Task details:
Swap every "macaron" for "cookie" in the records, starting with the line that contains "Where can you see the brown" and going through the end of the records. Give back only those lines, with everything else unchanged.

Provided data:
┌──

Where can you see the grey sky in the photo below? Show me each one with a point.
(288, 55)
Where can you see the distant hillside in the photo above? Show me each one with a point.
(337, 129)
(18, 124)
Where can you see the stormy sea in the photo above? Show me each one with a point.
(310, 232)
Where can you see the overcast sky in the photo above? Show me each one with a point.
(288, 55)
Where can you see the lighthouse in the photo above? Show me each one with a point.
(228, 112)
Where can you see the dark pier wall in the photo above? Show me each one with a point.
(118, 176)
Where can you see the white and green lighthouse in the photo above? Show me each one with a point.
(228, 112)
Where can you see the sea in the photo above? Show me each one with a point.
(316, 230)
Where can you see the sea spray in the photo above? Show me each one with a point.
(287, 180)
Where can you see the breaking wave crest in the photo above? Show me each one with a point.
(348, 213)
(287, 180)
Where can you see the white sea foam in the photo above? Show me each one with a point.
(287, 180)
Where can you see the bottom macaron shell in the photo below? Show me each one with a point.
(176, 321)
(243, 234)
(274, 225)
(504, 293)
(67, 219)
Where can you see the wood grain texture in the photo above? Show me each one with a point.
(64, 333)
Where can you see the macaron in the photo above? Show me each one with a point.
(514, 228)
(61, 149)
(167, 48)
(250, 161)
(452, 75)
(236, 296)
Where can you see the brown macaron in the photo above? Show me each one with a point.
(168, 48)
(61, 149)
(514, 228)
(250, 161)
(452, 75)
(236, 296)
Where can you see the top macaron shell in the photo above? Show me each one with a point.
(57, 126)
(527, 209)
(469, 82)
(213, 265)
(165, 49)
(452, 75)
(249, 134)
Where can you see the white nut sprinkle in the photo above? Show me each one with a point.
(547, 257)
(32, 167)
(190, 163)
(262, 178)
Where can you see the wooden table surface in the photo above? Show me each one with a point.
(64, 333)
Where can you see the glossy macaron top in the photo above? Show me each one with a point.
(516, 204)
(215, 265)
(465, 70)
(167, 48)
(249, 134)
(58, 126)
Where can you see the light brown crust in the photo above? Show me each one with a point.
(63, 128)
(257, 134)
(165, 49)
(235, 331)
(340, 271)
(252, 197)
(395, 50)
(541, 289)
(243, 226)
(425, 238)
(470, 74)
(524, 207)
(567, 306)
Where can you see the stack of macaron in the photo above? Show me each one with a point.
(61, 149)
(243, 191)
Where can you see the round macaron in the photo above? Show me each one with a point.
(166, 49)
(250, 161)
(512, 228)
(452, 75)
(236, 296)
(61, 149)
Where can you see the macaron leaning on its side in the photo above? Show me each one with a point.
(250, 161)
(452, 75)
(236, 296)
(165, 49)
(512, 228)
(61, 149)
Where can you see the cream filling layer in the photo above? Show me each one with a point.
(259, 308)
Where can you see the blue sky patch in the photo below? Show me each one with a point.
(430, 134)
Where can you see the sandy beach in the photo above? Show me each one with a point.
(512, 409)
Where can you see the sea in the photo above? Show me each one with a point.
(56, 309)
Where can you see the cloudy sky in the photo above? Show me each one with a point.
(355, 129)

└──

Solution for this problem:
Where can you see the brown cookie in the photo above? Show me each one with a point.
(168, 48)
(61, 149)
(514, 228)
(250, 161)
(452, 75)
(236, 296)
Where can you see the top cookie shell in the photo above? Show me each one with a point.
(57, 126)
(527, 209)
(469, 82)
(213, 265)
(165, 49)
(452, 75)
(249, 134)
Where can you see the white nut sprinkle in the photo above? Show me each one with a point.
(547, 257)
(32, 167)
(190, 163)
(262, 178)
Where can you see the wooden table surface in the photo above? Show me each one with a point.
(64, 333)
Where can you see the glossy cookie top in the photo above? Show me each one with a point.
(516, 204)
(215, 265)
(465, 70)
(167, 48)
(249, 134)
(58, 126)
Where can you see the light brown crust in the photo above? Show me each one with a point.
(63, 128)
(257, 134)
(165, 49)
(235, 331)
(340, 271)
(252, 197)
(395, 50)
(541, 289)
(243, 226)
(425, 238)
(470, 74)
(524, 207)
(567, 306)
Where can you see the stack of cookie in the photo above? Show me each one with a point.
(61, 149)
(243, 191)
Where can you see the round cookie in the photo above? Show me each one with a point.
(166, 49)
(250, 161)
(512, 228)
(452, 75)
(236, 296)
(61, 149)
Where can you see the cookie leaning on its side in the photo above? Show me each one with a point.
(250, 161)
(452, 75)
(236, 296)
(165, 49)
(512, 228)
(61, 149)
Where can you see the cream filling layer in the photo above? Show me each one with a point.
(259, 308)
Where can you see the blue sky patch in the photo below? Show me each one with a point.
(430, 134)
Where can you see the sandy beach in the photo above? Show me each one with a point.
(512, 409)
Where can you see the sea in the photo above? Show me each one with a point.
(56, 309)
Where can you see the cloudy sky in the photo above? Show me each one with a point.
(355, 129)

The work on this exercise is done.